◆ Passage
start

For the extended lifecycle of a powder coating, rigorous testing and analysis is required to ensure product quality is maintained. While the procedures for evaluating coating characteristics such as gloss, adhesion, weathering and corrosion resistance are the same as for cured liquid coatings, the testing of powder coatings differs in the characterization of the powder itself.

Explore how powder coatings are manufactured and what are the different tests available to measure the reactivity, storage conditions, glass transition temperature, particle size and particle size distribution.


What are Powder Coatings?

What are Powder Coatings?

Powder coatings can be divided into two types:

  • Thermoplastic and
  • Thermoset

For both types, a free-flowing, dry powder is applied to a substrate (usually metal), which is then heated to a temperature that allows the powder to melt, flow and form a coating.

  • For thermoplastic systems, once the powder flows out and cools, the coating process is complete. This coating can be re-melted with the application of heat.
  • In thermoset systems, as the powder melts and flows, curing reactions take place. This results in a tough, crosslinked coating that is “set” i.e. will not re-flow when heat is applied.

For both types, the procedures for evaluating characteristics such as color, gloss, impact, adhesion, weathering and corrosion resistance are the same as for cured liquid coatings.

The testing of powder coatings differs from their liquid counterparts in the characterization of the powder itself. This includes tests such as:

  • Melt flow
  • Ease of dry powder flow, and
  • Particle size

Let’s explore how to make powder coatings, the different test methods used during manufacturing to evaluate powder coatings...

How to Make Powder Coatings

How to Make Powder Coatings

  • First, to make a powder coating, the raw ingredients in the formulation are weighed out. These raw ingredients are usually all solids and include:
  • After weighing, the ingredients are blended together then extruded.
  • For thermoset powder coatings, extrusion is done at a relatively low temperature, just high enough to melt mix the ingredients together without causing what is referred to as B-staging or cure reactions taking place in the extruder.

end

◆ Exercise 1
According to the powder coatings passage, what are the two types of powder coatings?
◆ Exercise 2
Reproduce everything in the powder coatings passage from "For both types, the" down to "evaluate powder coatings...".
The data that follows was taken from a separate source.

Annotated coordinate records
start

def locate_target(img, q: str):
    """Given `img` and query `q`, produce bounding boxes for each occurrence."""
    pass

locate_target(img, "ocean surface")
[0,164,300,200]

end

◆ Right answer 1
Thermoplastic and thermoset.

◆ Right answer 2
For both types, the procedures for evaluating characteristics such as color, gloss, impact, adhesion, weathering and corrosion resistance are the same as for cured liquid coatings.

The testing of powder coatings differs from their liquid counterparts in the characterization of the powder itself. This includes tests such as:

  • Melt flow
  • Ease of dry powder flow, and
  • Particle size

Let’s explore how to make powder coatings, the different test methods used during manufacturing to evaluate powder coatings...